#### ENTRIES SHOWN
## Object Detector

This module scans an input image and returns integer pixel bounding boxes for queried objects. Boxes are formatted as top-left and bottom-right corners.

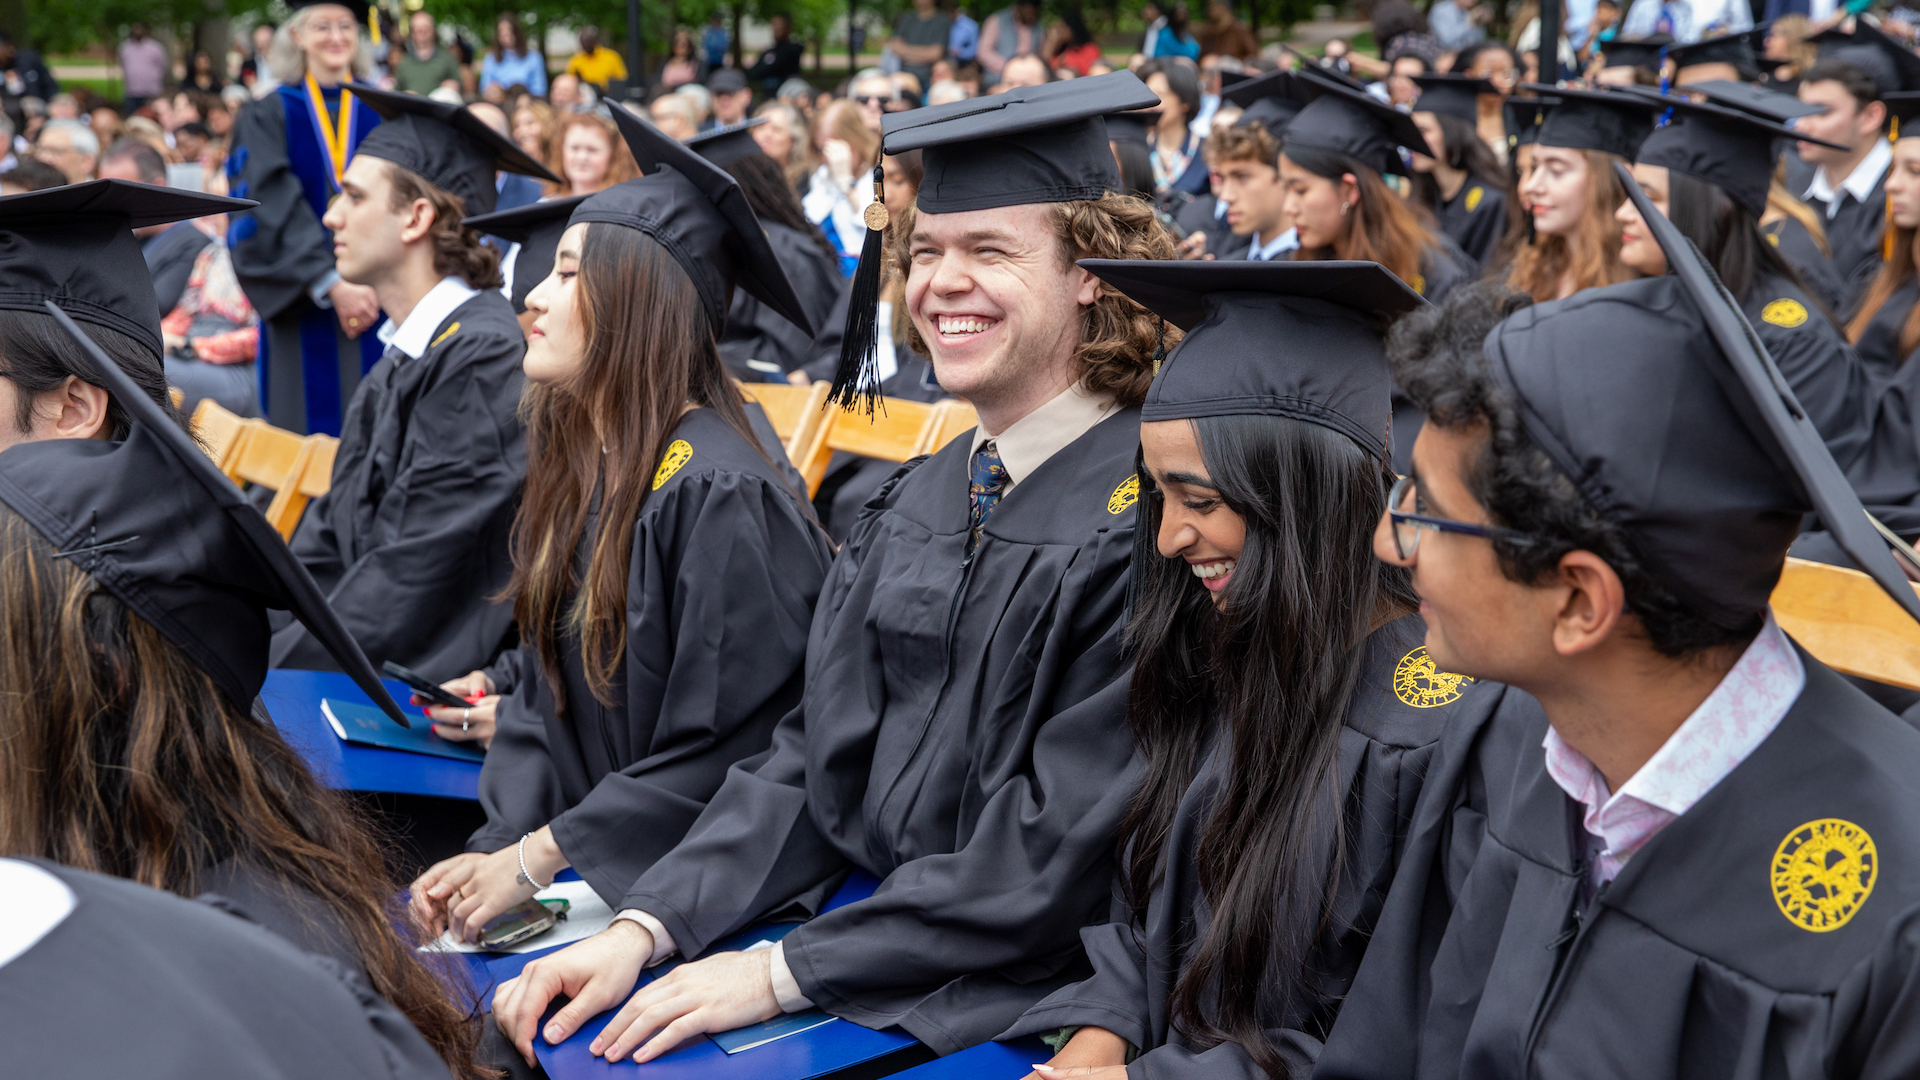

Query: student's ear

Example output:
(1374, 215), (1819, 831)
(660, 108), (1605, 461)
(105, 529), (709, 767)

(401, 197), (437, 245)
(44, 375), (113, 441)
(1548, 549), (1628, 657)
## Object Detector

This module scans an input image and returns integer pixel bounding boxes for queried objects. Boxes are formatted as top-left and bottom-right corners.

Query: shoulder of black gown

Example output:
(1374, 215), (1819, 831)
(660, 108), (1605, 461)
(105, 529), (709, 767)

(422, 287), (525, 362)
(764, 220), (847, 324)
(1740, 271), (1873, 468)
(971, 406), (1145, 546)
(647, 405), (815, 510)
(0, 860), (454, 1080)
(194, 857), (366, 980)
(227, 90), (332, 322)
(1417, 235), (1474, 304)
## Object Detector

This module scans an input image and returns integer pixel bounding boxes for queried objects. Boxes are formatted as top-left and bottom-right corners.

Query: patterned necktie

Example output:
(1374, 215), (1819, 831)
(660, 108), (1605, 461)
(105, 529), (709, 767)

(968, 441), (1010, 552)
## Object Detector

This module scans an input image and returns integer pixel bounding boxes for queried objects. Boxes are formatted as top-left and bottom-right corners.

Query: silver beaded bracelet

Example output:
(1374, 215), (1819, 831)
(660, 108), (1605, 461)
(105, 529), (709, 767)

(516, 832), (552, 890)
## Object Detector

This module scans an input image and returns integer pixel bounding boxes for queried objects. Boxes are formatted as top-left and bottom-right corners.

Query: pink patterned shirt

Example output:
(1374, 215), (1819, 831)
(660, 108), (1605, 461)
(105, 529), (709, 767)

#### WHAT THE TASK REQUIRES
Pictures do not go in the copy; print every entry exactly as it stands.

#### WRITTEN ANSWER
## Object Detector

This module scans an input image and returns integer pixel bounding boxes for queried objects. Boxes are formatted as top-left and bottom-right corners.


Query: student's ear

Example output:
(1374, 215), (1819, 831)
(660, 108), (1605, 461)
(105, 529), (709, 767)

(401, 197), (437, 245)
(44, 375), (113, 441)
(1548, 549), (1628, 657)
## Object Detector

This module scans an input image and returns integer pixel bounding boxes for queried objects. Boxes are formatted as top-left and bottom-right corners.

Query: shoulder of black gown

Example output:
(1374, 215), (1819, 831)
(660, 108), (1605, 461)
(105, 529), (709, 767)

(422, 287), (525, 362)
(764, 220), (847, 324)
(1740, 271), (1873, 468)
(971, 406), (1145, 546)
(647, 405), (815, 510)
(0, 860), (454, 1080)
(194, 857), (366, 980)
(227, 90), (332, 322)
(1417, 235), (1474, 304)
## Object Detector

This module scans an input image and returns integer pixel bounding boxes for queried objects. Boxes are formatted as top-left and bottom-right corners.

Query: patterned necktie

Example output:
(1374, 215), (1819, 831)
(660, 108), (1605, 461)
(105, 529), (709, 767)

(968, 441), (1010, 552)
## Object Detector

This module scans an input image and returns integer pixel bounding boxes for queried objects. Boxes are formatted as top-left and bottom-right corners.

Query: silver beaded bracelet

Example output:
(1374, 215), (1819, 831)
(660, 108), (1605, 461)
(105, 529), (709, 767)

(516, 832), (552, 890)
## Object Detector

This module scans an input image and returns integer pixel bounding boxes for queried objects. Boxes are formatted as top-left and bottom-right corners.

Query: pink patterned shirt

Example output:
(1374, 215), (1819, 831)
(660, 108), (1605, 461)
(105, 529), (709, 767)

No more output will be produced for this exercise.